● **The problem**:
Return the stretch from "- White in the" through "Angeles, California, U.S." in the text on guitarist Robert White, copied word for word.

● **Source excerpt**:

##########

- White in the 1960s

Background information
- Born: November 19, 1936 Billmeyer, Pennsylvania, U.S.
- Died: October 27, 1994 (aged 57) Los Angeles, California, U.S.
- Genres: R&B; soul;
- Occupation: Musician
- Instrument: Guitar
- Years active: 1950s–1980s
- Formerly of: The Funk Brothers

= Robert White (guitarist) =

American musician (1936–1994)

Robert White (November 19, 1936 – October 27, 1994) was an American soul musician and a guitarist for Motown's in-house studio band, the Funk Brothers.

##########

Pointing items

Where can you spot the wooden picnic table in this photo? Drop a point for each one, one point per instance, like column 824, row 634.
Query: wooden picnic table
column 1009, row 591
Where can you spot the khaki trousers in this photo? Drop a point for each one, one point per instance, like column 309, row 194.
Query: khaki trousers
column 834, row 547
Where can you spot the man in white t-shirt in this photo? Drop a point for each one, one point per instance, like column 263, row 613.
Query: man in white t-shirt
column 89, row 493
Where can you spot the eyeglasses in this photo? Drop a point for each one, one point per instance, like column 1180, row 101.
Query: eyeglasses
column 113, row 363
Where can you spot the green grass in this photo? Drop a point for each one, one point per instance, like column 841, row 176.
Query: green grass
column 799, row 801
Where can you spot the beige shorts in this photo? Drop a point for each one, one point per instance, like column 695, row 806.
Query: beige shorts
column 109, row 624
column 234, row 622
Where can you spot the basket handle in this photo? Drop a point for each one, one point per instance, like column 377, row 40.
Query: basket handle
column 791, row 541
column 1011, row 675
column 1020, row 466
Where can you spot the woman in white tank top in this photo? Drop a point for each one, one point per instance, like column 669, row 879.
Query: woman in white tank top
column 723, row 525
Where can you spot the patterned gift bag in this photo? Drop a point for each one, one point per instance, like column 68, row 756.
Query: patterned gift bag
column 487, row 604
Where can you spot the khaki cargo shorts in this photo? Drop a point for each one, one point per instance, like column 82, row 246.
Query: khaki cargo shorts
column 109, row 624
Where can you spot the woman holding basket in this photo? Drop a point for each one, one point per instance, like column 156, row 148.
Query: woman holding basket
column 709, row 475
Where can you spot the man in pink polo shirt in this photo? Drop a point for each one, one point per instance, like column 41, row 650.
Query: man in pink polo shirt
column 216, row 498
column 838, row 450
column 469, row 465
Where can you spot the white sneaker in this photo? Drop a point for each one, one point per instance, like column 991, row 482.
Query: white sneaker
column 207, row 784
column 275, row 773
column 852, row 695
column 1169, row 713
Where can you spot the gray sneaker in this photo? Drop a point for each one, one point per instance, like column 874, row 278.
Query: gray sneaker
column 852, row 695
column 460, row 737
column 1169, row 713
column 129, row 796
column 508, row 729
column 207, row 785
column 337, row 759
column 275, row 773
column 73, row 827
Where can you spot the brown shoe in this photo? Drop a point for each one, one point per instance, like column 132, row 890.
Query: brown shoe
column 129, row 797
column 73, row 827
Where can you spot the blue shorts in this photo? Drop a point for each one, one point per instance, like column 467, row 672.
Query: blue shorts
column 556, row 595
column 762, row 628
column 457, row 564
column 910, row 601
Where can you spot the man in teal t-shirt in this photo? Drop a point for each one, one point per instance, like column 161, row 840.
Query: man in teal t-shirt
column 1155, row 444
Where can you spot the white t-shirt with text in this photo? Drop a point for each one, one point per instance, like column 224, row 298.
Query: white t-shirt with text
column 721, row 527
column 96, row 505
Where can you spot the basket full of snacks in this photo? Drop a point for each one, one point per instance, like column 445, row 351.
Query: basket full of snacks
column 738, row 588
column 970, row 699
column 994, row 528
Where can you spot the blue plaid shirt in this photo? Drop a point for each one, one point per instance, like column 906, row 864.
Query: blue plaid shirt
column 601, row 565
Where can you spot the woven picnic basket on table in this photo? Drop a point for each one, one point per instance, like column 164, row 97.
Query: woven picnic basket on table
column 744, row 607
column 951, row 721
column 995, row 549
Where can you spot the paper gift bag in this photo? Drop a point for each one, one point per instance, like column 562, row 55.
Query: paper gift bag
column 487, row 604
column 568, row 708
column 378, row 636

##########

● **Answer for this exercise**:
- White in the 1960s

Background information
- Born: November 19, 1936 Billmeyer, Pennsylvania, U.S.
- Died: October 27, 1994 (aged 57) Los Angeles, California, U.S.